**Task to carry out**
Gather all lines in the entries below that include the word "hair".

[Stored data entries]
......

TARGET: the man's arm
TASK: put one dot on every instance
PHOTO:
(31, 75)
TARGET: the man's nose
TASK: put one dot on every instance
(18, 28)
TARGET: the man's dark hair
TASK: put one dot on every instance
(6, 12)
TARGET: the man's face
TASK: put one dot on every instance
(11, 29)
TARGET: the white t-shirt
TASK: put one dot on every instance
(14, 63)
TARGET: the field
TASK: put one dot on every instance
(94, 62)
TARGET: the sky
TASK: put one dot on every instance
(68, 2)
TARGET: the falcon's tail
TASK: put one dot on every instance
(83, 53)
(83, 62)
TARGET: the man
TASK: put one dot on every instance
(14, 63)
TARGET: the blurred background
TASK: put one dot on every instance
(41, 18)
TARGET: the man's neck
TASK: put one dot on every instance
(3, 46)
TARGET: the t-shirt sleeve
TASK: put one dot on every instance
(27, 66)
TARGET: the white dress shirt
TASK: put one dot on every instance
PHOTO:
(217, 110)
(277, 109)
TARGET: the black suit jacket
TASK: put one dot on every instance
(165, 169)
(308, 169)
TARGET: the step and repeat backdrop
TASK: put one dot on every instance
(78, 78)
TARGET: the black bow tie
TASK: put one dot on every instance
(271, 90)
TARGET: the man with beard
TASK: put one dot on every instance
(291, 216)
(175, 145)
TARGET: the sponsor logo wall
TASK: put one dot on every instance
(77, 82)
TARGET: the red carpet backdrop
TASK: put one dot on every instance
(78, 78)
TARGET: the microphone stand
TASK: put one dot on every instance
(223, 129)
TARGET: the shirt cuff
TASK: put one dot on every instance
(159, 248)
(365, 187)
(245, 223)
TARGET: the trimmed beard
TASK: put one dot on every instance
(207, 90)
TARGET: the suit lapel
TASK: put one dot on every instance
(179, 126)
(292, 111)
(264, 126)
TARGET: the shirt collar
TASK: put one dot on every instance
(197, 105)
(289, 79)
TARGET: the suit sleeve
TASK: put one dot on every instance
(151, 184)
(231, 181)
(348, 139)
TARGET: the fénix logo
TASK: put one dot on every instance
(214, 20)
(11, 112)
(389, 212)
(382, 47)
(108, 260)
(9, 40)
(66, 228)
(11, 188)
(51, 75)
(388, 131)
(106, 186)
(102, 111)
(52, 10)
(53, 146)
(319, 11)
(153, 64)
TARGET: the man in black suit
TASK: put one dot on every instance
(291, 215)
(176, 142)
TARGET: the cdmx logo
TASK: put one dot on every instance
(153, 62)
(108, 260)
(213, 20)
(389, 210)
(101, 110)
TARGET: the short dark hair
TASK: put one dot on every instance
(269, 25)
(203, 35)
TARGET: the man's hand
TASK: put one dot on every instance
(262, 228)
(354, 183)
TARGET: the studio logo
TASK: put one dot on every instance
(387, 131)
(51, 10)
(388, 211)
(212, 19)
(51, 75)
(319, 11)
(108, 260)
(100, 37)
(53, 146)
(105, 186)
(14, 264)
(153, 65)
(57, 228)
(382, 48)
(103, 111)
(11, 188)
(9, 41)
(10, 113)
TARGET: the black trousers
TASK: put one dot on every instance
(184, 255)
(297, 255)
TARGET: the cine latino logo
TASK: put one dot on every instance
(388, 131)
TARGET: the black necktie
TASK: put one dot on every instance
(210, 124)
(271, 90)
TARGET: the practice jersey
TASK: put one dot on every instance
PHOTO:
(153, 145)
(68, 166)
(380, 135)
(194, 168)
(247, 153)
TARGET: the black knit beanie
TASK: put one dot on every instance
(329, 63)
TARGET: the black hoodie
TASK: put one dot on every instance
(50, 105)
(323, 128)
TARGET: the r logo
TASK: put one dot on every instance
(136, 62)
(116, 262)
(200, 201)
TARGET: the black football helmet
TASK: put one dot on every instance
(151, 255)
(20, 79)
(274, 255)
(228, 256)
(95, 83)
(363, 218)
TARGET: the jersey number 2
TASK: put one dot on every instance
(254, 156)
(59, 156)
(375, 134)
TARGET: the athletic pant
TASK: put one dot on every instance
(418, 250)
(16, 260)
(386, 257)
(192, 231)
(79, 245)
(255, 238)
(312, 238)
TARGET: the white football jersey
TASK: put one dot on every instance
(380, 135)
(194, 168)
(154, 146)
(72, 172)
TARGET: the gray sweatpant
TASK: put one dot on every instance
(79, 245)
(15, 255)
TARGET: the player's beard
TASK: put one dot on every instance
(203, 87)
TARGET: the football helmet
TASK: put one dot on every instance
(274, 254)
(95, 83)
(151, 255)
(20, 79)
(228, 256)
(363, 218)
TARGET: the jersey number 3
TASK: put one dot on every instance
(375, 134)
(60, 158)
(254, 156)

......

**The answer**
TARGET: the man's dark hair
TARGET: the short dark hair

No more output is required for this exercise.